Collected data entries
###

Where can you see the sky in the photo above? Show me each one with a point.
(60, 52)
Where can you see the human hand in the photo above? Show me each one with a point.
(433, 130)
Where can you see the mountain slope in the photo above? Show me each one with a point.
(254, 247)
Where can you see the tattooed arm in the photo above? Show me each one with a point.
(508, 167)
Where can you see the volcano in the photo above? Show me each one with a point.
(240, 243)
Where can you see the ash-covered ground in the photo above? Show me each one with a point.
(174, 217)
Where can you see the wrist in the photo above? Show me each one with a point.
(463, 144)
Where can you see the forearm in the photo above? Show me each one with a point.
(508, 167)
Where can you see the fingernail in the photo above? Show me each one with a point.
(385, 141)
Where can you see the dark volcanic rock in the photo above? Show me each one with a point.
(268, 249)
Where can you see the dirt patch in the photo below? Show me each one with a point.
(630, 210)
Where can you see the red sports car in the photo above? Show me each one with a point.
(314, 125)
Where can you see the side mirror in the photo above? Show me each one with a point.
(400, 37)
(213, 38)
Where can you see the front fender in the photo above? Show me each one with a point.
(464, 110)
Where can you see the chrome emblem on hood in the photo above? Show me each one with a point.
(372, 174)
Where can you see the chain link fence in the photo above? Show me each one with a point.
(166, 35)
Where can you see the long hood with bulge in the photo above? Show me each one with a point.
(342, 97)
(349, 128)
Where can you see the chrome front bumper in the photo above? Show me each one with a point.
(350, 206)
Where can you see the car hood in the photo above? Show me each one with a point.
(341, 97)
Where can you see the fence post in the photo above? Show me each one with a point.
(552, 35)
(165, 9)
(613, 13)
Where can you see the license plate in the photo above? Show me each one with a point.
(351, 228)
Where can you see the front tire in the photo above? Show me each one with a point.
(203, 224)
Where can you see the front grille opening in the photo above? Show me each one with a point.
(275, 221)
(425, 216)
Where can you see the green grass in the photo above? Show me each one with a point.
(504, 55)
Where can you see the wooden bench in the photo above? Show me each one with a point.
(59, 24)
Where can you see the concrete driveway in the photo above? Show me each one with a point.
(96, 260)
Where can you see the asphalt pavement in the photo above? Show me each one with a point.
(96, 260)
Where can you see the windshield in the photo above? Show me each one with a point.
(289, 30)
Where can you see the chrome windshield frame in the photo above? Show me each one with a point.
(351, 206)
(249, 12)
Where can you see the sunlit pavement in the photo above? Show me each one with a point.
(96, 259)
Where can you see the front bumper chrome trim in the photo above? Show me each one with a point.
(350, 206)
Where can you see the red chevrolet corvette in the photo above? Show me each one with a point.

###

▶ What is expected
Rescale the rows from the line containing "Where can you see the asphalt" through the end of the rows, both ends included. Rewrite each of those lines with its wording unchanged, multiplying every point coordinate by 0.4 and rounding to whole numbers, halves up.

▶ Written response
Where can you see the asphalt pavement in the photo above? Show me each one with a point.
(38, 104)
Where can you see the windshield in the photo above? Show me each one with a point.
(116, 12)
Where can you see the chrome windshield frame in the photo above? Show me each one with a point.
(140, 82)
(100, 5)
Where can you see the sunlit pavement in the photo above? Show me each one with a point.
(38, 104)
Where can you see the front bumper chrome trim in the photo above? Show me each one with a point.
(140, 82)
Where can you see the red chevrolet corvette in the photo above? Show me each one with a point.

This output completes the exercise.